VORLIEGENDER TEXT
----
Franz von Papens Konzept

Gunslinger

Neues Mitglied
Salvete,
Ich brauche dringend Hilfe bei meiner Abitur-Vorbereitung, vorab entschuldigt bitte, dass ich dieses Forum wählte, aber ich besitze leider keine Schreibrechte im Unterforum WR.

Weiss hier einer von euch Allwissenden ;) etwas über das Konzept der Präsidialregierung Franz von Papens, auch "Kabinett der Barone" genannt (von Sommer bis Winter 1932)?
Wikipedia stösst da nämlich an seine Grenzen, ebenso mein Lehrbuch, laut Abitur-Richtlinien, kann dieser Sachverhalt jedoch prüfungsrelevant sein, doch ich stehe unwissend da. Habt Erbarmen nit einem Forenneuling.
Ich danke euch im Voraus.
Bonne nuit!
----
(Gespeicherte Einträge)
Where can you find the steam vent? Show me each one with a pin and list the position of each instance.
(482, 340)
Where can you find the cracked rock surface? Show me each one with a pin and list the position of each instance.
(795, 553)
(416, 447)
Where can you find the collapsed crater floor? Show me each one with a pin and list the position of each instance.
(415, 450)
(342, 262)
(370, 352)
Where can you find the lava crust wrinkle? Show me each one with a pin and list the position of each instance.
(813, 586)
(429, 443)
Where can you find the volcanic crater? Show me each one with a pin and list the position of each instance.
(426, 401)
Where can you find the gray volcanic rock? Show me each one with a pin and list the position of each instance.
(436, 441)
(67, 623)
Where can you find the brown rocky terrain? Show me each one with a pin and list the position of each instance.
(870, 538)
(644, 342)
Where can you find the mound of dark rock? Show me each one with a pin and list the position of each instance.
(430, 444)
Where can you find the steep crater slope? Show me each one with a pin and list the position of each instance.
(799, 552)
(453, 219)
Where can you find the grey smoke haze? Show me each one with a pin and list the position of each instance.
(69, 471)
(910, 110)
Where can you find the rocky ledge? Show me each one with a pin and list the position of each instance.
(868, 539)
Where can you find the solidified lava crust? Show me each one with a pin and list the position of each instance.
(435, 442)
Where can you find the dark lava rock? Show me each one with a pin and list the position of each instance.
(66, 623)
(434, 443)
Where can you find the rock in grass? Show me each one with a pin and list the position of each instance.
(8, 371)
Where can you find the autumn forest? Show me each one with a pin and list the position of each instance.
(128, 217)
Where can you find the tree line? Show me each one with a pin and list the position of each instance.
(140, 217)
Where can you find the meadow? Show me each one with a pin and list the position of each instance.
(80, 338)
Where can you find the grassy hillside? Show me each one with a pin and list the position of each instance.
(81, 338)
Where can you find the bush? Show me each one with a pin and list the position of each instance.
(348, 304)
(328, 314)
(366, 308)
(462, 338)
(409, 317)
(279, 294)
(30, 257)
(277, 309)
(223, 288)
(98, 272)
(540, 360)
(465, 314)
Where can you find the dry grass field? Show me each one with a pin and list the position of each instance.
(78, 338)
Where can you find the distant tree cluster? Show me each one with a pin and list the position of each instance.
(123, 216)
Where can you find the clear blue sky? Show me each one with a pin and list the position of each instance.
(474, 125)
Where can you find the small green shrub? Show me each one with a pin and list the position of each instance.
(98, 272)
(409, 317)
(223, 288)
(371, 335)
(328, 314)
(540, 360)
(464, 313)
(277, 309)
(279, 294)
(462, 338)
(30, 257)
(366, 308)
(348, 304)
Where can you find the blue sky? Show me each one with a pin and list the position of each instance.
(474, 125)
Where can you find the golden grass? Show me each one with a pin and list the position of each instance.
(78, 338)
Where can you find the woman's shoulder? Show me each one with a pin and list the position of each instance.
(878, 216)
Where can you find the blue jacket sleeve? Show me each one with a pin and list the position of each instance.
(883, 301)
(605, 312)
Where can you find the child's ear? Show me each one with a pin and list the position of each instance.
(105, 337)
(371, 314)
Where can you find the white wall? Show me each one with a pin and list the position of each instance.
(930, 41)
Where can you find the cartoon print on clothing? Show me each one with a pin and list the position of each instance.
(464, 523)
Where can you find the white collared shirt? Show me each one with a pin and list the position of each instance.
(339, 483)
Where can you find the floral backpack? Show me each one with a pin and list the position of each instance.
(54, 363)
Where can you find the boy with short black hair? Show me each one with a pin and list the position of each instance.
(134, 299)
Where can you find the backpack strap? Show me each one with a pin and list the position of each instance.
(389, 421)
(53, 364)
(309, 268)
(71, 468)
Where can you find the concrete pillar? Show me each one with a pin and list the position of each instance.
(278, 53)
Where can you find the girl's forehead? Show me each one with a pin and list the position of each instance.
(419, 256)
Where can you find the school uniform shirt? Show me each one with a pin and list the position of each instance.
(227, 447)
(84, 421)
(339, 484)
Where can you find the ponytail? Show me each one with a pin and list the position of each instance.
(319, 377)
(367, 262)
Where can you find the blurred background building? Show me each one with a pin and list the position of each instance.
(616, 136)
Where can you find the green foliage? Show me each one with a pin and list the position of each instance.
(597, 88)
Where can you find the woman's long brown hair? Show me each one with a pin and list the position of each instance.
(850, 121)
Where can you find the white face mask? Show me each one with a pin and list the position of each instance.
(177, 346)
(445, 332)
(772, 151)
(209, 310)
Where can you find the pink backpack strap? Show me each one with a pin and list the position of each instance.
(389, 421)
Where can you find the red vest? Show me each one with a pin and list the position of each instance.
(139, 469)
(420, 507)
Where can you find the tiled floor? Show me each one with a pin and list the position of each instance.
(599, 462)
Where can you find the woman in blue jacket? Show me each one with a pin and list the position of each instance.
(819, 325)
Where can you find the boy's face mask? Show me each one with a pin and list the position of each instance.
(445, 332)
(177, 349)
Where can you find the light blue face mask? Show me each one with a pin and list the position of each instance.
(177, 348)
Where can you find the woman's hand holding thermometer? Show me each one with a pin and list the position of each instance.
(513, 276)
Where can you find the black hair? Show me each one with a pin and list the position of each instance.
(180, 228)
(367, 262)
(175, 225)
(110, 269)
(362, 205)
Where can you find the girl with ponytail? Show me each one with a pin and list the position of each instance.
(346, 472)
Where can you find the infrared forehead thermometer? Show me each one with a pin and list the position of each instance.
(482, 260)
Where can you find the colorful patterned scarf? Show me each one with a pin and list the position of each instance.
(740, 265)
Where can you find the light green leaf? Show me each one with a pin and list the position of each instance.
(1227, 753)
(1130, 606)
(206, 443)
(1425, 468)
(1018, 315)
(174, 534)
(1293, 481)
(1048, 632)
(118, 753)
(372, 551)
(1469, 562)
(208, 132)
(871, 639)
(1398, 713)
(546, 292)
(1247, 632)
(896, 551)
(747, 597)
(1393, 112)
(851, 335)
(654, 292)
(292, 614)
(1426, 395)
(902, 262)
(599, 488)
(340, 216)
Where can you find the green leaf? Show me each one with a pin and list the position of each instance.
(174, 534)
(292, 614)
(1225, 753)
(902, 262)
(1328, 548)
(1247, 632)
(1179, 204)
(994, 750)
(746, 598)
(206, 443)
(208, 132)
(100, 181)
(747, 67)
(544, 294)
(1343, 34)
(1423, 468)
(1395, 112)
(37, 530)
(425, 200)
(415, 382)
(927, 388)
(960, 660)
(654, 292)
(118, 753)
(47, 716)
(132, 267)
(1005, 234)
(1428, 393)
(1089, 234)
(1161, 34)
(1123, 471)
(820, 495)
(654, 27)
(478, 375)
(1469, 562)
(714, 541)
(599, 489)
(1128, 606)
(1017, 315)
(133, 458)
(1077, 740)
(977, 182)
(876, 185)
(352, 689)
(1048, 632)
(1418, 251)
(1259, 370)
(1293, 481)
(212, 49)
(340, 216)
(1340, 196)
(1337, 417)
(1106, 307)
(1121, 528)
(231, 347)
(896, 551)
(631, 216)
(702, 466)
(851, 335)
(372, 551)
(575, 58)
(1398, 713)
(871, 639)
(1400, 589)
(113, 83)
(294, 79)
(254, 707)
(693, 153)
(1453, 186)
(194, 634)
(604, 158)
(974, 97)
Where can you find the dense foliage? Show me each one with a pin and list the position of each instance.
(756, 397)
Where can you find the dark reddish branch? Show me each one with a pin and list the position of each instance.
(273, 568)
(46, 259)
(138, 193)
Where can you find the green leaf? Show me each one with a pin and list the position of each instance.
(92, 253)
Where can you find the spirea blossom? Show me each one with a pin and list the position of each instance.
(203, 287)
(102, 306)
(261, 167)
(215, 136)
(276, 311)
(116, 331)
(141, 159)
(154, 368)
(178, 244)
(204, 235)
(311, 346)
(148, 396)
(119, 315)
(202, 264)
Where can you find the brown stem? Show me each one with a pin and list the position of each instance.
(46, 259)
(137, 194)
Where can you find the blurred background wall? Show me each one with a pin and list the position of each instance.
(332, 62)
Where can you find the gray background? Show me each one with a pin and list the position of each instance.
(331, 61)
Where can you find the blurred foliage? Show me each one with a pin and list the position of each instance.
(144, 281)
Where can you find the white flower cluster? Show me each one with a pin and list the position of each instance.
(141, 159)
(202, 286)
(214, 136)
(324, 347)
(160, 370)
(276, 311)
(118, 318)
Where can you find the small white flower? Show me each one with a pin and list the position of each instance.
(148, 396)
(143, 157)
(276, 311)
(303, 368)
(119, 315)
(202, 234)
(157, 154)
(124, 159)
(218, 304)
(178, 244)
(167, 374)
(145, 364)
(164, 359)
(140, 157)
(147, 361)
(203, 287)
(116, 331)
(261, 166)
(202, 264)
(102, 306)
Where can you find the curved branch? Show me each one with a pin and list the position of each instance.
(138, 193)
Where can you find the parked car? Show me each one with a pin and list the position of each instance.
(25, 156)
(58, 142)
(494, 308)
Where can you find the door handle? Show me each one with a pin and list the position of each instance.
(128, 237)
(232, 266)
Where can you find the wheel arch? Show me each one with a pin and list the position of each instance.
----
AUFGABEN UND ÜBUNGEN
1: Warum wurde der Forenbeitrag über Franz von Papens Konzept in diesem Forum statt im Unterforum WR veröffentlicht? Antworte in ein bis zwei Sätzen.
2: Ersetze in den Einträgen zwischen der Zeile mit „Where can you find the brown stem?“ und dem Ende der Einträge, beide Enden eingeschlossen, „parked car“ durch „parked van“. Gib nur diese Zeilen wieder und lass sonst alles unverändert.

VOLLSTÄNDIGE LÖSUNGEN
1: Im Unterforum WR fehlen leider die Schreibrechte, deshalb wurde dieses Forum gewählt.

2:
Where can you find the brown stem? Show me each one with a pin and list the position of each instance.
(46, 259)
(137, 194)
Where can you find the blurred background wall? Show me each one with a pin and list the position of each instance.
(332, 62)
Where can you find the gray background? Show me each one with a pin and list the position of each instance.
(331, 61)
Where can you find the blurred foliage? Show me each one with a pin and list the position of each instance.
(144, 281)
Where can you find the white flower cluster? Show me each one with a pin and list the position of each instance.
(141, 159)
(202, 286)
(214, 136)
(324, 347)
(160, 370)
(276, 311)
(118, 318)
Where can you find the small white flower? Show me each one with a pin and list the position of each instance.
(148, 396)
(143, 157)
(276, 311)
(303, 368)
(119, 315)
(202, 234)
(157, 154)
(124, 159)
(218, 304)
(178, 244)
(167, 374)
(145, 364)
(164, 359)
(140, 157)
(147, 361)
(203, 287)
(116, 331)
(261, 166)
(202, 264)
(102, 306)
Where can you find the curved branch? Show me each one with a pin and list the position of each instance.
(138, 193)
Where can you find the parked van? Show me each one with a pin and list the position of each instance.
(25, 156)
(58, 142)
(494, 308)
Where can you find the door handle? Show me each one with a pin and list the position of each instance.
(128, 237)
(232, 266)
Where can you find the wheel arch? Show me each one with a pin and list the position of each instance.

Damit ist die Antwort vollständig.